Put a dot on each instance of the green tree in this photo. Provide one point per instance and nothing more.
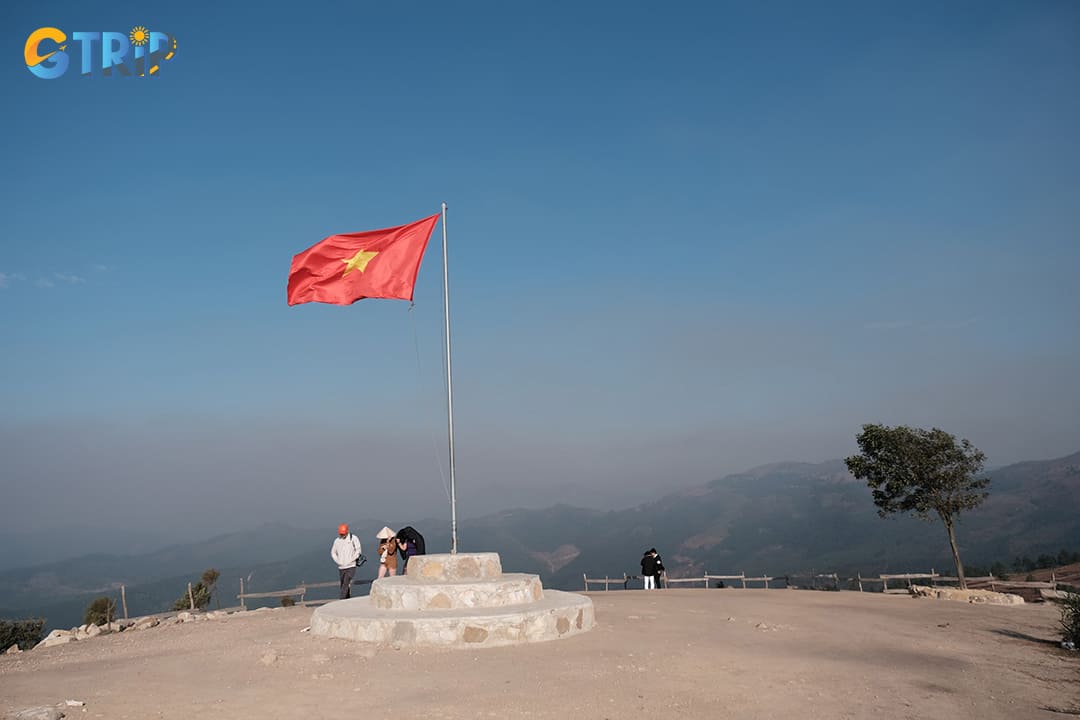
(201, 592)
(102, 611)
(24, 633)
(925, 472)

--------------------------------------------------

EXERCISE AIM: Could you output all of the entries above exactly? Leave the pictures out.

RESPONSE AREA:
Put a dot on each instance of the green tree in this photo. Provide one point per instance and nothing more.
(201, 592)
(102, 611)
(24, 633)
(925, 472)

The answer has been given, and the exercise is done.